▶ **Entries supplied**

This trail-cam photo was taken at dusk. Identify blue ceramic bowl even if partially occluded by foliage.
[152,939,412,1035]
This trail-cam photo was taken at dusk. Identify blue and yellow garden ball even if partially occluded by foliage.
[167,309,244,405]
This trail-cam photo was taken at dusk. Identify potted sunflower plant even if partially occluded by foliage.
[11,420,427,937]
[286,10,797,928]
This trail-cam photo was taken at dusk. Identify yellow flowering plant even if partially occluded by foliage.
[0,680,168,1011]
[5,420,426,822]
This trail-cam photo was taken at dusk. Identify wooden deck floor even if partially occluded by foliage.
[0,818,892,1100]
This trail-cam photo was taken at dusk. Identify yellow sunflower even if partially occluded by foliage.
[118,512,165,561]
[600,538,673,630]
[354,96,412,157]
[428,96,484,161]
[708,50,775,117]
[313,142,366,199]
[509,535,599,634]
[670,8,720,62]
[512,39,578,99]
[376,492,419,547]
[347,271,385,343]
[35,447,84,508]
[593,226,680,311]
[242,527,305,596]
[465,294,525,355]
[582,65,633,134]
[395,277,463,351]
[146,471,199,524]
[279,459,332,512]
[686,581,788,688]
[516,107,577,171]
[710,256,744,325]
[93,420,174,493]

▶ **Set exercise**
Reproduce all of the data above line for line, with no changes.

▶ **Exercise answer**
This trail-cam photo was taken at dusk. Identify blue ceramic bowl even if partially occluded by foliage.
[152,939,412,1035]
This trail-cam photo was taken at dusk. Identify blue and yellow garden ball even if partially occluded by foliage.
[167,309,244,405]
This trail-cam photo was taken at dusk. Identify potted sunflower plant even if partially occluded by foliage.
[11,420,427,937]
[286,10,797,928]
This trail-cam photo was taken at dusk. Identify yellow flowering plant even if partially occluded by foliage.
[0,680,168,1011]
[5,420,426,822]
This trail-cam photo was taken at dusk. Identify wooden deck floor even if partially occluded by foliage.
[0,818,892,1100]
This trail-cam photo was taken at dusk. Identify yellow sunflower even if partially occluded by foliage.
[118,512,165,561]
[600,538,673,630]
[354,96,412,157]
[428,96,484,161]
[708,50,775,117]
[313,142,366,199]
[509,535,599,634]
[670,8,720,62]
[512,39,578,99]
[376,492,419,547]
[347,271,385,343]
[35,447,84,508]
[593,226,680,311]
[242,527,305,596]
[465,294,525,355]
[582,65,633,134]
[395,277,463,351]
[146,471,199,524]
[279,459,332,512]
[686,581,788,688]
[516,107,577,171]
[710,256,744,325]
[93,420,174,493]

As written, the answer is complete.